Your goal ::
Rewrite each item below with "innermost point" changed to "center point" everywhere it occurs, keeping every other word the same.
─── Source material ───
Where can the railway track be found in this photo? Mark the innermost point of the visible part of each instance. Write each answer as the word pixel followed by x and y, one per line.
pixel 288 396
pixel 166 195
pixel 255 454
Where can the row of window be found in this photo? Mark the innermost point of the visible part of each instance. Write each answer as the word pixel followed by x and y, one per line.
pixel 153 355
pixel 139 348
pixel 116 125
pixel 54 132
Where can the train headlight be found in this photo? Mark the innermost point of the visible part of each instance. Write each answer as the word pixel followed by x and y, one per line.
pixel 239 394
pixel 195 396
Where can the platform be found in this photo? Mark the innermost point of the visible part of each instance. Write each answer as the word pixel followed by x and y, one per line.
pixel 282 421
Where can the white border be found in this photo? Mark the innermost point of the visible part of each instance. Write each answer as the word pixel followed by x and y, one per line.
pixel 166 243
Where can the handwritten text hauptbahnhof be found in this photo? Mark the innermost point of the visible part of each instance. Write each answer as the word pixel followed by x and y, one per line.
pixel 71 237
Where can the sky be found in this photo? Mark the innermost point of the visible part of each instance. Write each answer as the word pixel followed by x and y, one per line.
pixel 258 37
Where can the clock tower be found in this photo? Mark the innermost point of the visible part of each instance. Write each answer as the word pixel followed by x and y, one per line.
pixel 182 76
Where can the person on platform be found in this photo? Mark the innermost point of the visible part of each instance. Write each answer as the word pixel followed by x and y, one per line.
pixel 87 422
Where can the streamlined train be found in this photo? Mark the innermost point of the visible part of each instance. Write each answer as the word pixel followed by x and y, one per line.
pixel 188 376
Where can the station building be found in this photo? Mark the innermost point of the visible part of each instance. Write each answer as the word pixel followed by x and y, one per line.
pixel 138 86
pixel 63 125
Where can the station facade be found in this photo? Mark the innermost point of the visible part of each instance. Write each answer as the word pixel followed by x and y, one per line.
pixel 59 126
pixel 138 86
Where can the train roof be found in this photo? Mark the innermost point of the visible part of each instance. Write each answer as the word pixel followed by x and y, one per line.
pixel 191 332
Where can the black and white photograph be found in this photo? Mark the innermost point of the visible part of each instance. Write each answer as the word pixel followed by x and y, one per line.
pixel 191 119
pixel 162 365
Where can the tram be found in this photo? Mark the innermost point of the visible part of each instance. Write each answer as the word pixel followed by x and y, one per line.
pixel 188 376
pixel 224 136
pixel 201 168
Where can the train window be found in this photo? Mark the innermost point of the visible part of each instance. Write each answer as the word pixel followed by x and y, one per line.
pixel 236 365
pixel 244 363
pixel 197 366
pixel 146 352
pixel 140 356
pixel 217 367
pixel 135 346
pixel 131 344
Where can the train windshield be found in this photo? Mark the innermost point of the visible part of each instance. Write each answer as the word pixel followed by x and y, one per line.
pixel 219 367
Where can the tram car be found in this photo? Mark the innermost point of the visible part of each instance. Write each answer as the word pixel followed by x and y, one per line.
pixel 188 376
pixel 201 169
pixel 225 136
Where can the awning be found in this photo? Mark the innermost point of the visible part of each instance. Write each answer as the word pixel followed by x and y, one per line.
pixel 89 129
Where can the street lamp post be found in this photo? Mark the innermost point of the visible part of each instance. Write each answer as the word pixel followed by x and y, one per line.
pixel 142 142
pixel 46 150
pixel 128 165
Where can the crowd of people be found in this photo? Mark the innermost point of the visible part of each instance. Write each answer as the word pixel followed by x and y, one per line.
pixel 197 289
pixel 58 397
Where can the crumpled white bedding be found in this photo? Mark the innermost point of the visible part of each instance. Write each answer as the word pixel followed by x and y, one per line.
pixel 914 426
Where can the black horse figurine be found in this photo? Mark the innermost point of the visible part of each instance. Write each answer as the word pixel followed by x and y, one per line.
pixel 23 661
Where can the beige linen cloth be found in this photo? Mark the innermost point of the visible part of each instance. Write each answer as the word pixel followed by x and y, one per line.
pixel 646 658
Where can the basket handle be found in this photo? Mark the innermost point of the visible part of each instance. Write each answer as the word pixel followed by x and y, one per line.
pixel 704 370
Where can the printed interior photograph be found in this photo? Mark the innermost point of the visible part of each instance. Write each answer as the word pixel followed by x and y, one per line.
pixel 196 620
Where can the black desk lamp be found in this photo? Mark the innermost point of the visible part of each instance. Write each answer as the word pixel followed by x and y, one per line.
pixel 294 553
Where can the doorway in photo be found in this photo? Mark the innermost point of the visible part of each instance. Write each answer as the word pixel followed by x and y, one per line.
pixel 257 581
───
Result of this task ::
Where can the railway track be found in this photo? Mark the center point of the visible part of each instance. Write each answer as the word pixel followed by x and y, one per line.
pixel 288 396
pixel 166 195
pixel 255 454
Where can the row of window be found in this photo? Mark the center point of the visible part of each instance. Write each answer as the word pixel followed by x and y, one per line.
pixel 153 355
pixel 139 348
pixel 116 125
pixel 54 132
Where can the train headlight be found in this photo? Mark the center point of the visible part of each instance. Write each answer as the word pixel followed by x and y, one per line.
pixel 239 394
pixel 195 396
Where can the platform be found in this photo? Mark the center point of the visible part of each instance. Write each answer as the word pixel followed by x and y, one per line.
pixel 282 421
Where can the white border be found in this photo? Mark the center point of the visible part of each instance. Write each answer as the word pixel followed by x and y, one per line.
pixel 166 243
Where can the handwritten text hauptbahnhof be found in this photo? Mark the center point of the visible part of each instance. Write each answer as the word pixel followed by x and y, one per line.
pixel 71 237
Where can the sky be found in this photo? Mark the center point of the visible part of each instance. Write each answer as the word pixel followed by x and y, one per line.
pixel 258 37
Where can the clock tower be found in this photo? Mark the center point of the visible part of each instance. Write each answer as the word pixel followed by x and y, one per line.
pixel 182 76
Where can the person on platform be found in this photo? Mark the center point of the visible part of each instance. Write each answer as the word pixel followed by x and y, one per line.
pixel 87 422
Where can the streamlined train be found in this photo? Mark the center point of the visible part of each instance. Write each answer as the word pixel followed by x and y, one per line.
pixel 188 376
Where can the station building be found in this photo? Mark the center point of the visible part of each instance. Write each answer as the word pixel followed by x and y, one per line.
pixel 138 86
pixel 63 125
Where can the station facade be found in this photo? Mark the center point of the visible part of each instance. Write each answer as the word pixel followed by x and y, one per line.
pixel 59 126
pixel 138 86
Where can the train roof be found in this photo? Mark the center point of the visible part of each instance. Write each answer as the word pixel followed by x and y, one per line.
pixel 191 332
Where can the black and white photograph be found in this photo? Mark the center point of the visible part of each instance. Write each answer as the word pixel followed by x and y, one per line.
pixel 191 119
pixel 162 365
Where can the tram be found in this photo? Mark the center point of the visible part of each instance. Write each answer as the word pixel followed by x and y, one per line.
pixel 188 376
pixel 224 136
pixel 201 168
Where can the train window be found in this photo? Mark the center point of the visible part of each instance. Write each answer as the word pixel followed by x and y, one per line.
pixel 236 365
pixel 244 363
pixel 197 366
pixel 146 352
pixel 140 356
pixel 217 367
pixel 135 346
pixel 131 344
Where can the train windshield be found in this photo? Mark the center point of the visible part of each instance. Write each answer as the word pixel followed by x and y, one per line.
pixel 219 367
Where can the tram car be found in this photo? Mark the center point of the visible part of each instance. Write each answer as the word pixel followed by x and y, one per line.
pixel 188 376
pixel 201 169
pixel 225 136
Where can the awning be found in this photo? Mark the center point of the visible part of each instance. Write each answer as the word pixel followed by x and y, one per line.
pixel 89 129
Where can the street lamp post be found in this photo? Mark the center point of the visible part of each instance. Write each answer as the word pixel followed by x and y, one per line.
pixel 142 142
pixel 46 150
pixel 128 165
Where can the crowd of people be found in this photo? Mark the center point of the visible part of each instance. Write each answer as the word pixel followed by x and y, one per line.
pixel 197 289
pixel 58 397
Where can the crumpled white bedding be found in this photo? Mark the center point of the visible part of each instance. Write each answer as the word pixel followed by x and y, one per line.
pixel 914 426
Where can the black horse figurine be found in this photo? Mark the center point of the visible part of each instance. Write each answer as the word pixel followed by x and y, one per line.
pixel 23 661
Where can the beige linen cloth be found in this photo? Mark the center point of the visible part of each instance. Write each answer as the word pixel followed by x and y, one per line.
pixel 646 658
Where can the basket handle be found in this photo? Mark the center point of the visible part of each instance. Write each answer as the word pixel followed by x and y, one per line.
pixel 704 370
Where can the printed interior photograph be found in this photo? Mark the center point of the visible part of each instance. Write each answer as the word pixel followed by x and y, one per line.
pixel 196 620
Where can the black desk lamp be found in this photo? Mark the center point of the visible part of each instance. Write each answer as the word pixel followed by x and y, one per line.
pixel 294 553
Where can the doorway in photo be found in this photo? Mark the center point of the visible part of each instance. Write each answer as the word pixel followed by x and y, one per line.
pixel 257 581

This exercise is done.